What needs to be done: For every entry that follows, return an identical copy.

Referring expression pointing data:
Start of Block

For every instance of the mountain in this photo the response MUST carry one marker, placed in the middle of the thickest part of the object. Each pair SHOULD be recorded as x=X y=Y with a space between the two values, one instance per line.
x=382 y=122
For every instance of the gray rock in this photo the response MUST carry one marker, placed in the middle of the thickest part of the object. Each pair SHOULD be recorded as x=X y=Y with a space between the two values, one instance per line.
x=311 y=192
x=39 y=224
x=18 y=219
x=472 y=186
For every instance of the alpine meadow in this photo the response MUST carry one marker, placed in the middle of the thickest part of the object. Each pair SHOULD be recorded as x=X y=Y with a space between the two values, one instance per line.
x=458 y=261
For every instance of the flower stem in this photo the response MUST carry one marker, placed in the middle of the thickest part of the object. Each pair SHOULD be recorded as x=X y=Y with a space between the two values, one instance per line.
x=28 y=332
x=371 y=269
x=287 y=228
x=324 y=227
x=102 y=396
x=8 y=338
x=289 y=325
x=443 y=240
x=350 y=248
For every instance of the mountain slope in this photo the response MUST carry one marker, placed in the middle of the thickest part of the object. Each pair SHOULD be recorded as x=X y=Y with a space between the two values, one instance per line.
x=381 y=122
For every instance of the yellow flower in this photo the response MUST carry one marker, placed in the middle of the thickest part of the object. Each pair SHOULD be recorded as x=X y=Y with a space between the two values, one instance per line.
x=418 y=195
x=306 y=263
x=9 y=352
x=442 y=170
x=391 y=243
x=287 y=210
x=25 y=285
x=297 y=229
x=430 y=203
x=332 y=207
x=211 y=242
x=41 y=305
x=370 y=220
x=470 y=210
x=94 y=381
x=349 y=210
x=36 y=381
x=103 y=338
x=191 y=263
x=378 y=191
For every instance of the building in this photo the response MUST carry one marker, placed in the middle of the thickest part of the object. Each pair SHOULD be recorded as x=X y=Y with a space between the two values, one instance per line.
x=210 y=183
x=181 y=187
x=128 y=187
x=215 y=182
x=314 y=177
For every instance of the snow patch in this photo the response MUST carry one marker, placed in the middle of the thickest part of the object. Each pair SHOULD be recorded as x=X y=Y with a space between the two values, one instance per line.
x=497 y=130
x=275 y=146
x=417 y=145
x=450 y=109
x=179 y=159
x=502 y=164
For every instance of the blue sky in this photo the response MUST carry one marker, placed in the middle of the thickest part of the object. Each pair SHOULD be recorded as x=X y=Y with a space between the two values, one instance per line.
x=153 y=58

End of Block

Answer to this exercise:
For every instance of the mountain in this photo the response MUST carry one marker, placed in the middle of the thickest part of the object. Each pair SHOULD be recorded as x=X y=Y with a space between the two values, one instance per line.
x=382 y=122
For every instance of the gray rock in this photo the response MUST carry one marker, placed in the middle of the thickest part of the object. Each pair SHOULD be recorded as x=X y=Y with a space between the two values, one instance per line.
x=311 y=192
x=39 y=224
x=18 y=219
x=472 y=186
For every instance of the alpine meadow in this photo the response MUST carry one marker, placed in the middle of the thickest part of the object. Each pair SHOULD be recorded as x=X y=Y with a space between the two values, one instance per line.
x=458 y=261
For every instance of the flower stem in this photo the response MUST carry one marker, placed in the middle of the thickest part of the object. Each pair SHOULD be recorded as x=X y=Y with a space between the two values, one instance per line.
x=28 y=332
x=371 y=269
x=287 y=228
x=324 y=227
x=102 y=396
x=8 y=338
x=289 y=325
x=443 y=240
x=350 y=248
For every instance of the mountain slope in this photo the response MUST carry one marker, placed in the middle of the thickest part of the object. Each pair SHOULD be recorded as x=X y=Y with a space between the two values, one instance per line.
x=381 y=122
For every instance of the yellow flower in this photo the response MUST carry one marker, placed in the middle of the thickest part of the object. Each pair SHOULD be recorded as x=X y=Y with a space between the two values, one instance per line.
x=418 y=195
x=306 y=263
x=9 y=352
x=442 y=170
x=391 y=243
x=287 y=210
x=25 y=285
x=297 y=229
x=430 y=203
x=332 y=207
x=211 y=242
x=41 y=305
x=370 y=220
x=470 y=210
x=94 y=381
x=349 y=210
x=36 y=381
x=103 y=338
x=191 y=263
x=378 y=191
For every instance of the building in this photo the response MUST carry one marker, placed in the middle of the thickest part of the object. Each pair SHOULD be recorded as x=X y=Y with a space between the two values, one instance per line.
x=210 y=183
x=181 y=187
x=128 y=187
x=215 y=182
x=314 y=177
For every instance of the snow patch in this photo the response MUST carry one marker, placed in the middle of the thickest part of the object. Each pair SHOULD be recorded as x=X y=Y with a space between the two values, one instance per line.
x=497 y=130
x=275 y=146
x=417 y=145
x=450 y=109
x=179 y=159
x=502 y=164
For every instance of the blue sky in this photo the response MUST carry one marker, placed in the middle of the thickest part of the object. Each pair SHOULD be recorded as x=X y=Y with a space between the two values, one instance per line.
x=153 y=58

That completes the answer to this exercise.